◆ WORK REQUIRED
Read the records below and copy each line that contains "gray".

Extracted data entries
◇ ◇ ◇
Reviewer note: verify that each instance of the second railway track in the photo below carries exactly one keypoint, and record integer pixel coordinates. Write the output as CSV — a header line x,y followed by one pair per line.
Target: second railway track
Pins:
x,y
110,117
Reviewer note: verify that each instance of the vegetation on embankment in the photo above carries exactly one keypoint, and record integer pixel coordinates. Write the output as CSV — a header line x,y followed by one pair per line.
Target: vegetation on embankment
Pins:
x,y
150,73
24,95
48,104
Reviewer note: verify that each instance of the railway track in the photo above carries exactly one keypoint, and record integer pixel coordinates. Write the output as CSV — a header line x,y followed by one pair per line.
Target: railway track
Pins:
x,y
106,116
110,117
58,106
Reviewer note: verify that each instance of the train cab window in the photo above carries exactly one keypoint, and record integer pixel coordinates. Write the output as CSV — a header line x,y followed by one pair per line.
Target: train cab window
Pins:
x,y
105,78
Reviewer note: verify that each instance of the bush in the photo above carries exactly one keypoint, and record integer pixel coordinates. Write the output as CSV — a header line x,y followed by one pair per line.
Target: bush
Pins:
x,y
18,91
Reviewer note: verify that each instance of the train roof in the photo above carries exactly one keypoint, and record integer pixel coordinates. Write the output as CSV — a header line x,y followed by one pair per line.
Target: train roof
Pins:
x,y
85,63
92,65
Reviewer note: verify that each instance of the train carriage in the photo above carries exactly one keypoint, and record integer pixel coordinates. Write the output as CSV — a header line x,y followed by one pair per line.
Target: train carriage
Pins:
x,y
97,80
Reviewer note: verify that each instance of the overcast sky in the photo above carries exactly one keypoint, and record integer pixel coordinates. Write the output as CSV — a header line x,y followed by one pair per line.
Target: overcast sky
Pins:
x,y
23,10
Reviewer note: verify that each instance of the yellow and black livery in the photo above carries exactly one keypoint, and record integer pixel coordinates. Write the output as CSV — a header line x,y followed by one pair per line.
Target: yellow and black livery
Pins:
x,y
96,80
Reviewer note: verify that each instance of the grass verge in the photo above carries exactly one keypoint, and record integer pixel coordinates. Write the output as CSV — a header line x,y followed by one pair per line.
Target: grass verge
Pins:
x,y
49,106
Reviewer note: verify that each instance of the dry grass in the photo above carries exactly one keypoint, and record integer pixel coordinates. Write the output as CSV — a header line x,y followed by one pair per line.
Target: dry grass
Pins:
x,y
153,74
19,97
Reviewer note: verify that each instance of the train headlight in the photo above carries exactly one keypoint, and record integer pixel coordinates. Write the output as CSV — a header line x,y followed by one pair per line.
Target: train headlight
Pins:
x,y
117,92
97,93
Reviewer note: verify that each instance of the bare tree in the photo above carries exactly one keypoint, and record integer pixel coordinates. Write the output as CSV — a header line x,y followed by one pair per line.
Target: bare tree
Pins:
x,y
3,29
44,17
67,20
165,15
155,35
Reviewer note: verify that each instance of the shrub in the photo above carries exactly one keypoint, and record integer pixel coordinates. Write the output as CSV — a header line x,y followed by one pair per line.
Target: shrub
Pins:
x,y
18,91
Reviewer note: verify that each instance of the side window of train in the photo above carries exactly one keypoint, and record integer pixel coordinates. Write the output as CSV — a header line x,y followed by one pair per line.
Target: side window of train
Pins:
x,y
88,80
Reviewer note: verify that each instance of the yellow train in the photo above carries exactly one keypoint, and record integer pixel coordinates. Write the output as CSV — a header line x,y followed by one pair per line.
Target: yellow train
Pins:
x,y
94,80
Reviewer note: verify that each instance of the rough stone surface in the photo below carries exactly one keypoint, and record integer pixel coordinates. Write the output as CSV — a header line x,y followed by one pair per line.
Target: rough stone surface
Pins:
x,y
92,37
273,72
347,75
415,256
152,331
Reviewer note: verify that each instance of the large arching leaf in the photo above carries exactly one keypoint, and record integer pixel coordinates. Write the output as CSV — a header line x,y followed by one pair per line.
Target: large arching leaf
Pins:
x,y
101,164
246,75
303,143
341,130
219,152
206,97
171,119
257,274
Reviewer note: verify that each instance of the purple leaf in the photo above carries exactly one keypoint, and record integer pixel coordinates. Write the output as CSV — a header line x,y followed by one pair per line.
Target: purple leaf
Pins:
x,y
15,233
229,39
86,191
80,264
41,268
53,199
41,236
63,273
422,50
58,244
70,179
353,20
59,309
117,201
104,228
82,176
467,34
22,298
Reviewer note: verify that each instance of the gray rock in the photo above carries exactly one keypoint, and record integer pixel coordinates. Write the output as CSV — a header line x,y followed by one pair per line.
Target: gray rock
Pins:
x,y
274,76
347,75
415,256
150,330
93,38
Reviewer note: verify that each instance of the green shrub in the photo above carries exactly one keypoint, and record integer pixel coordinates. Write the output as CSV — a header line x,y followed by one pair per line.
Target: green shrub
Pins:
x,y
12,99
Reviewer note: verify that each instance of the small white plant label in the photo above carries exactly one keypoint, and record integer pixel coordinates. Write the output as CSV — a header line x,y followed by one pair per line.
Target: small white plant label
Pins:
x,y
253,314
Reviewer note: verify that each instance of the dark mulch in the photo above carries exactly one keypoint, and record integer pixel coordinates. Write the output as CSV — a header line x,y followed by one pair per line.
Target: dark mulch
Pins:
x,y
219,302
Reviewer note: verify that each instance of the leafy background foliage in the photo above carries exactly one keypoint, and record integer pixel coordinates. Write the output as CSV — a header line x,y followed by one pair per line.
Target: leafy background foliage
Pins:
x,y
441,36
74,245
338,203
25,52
◇ ◇ ◇
◆ ANSWER FOR THE TASK
Reviewer note: verify that each instance of the gray rock in the photo above carries exactly one keypoint, and record integer pixel coordinates. Write the output as CSV — a header line x,y followed by one pair per line.
Target: gray rock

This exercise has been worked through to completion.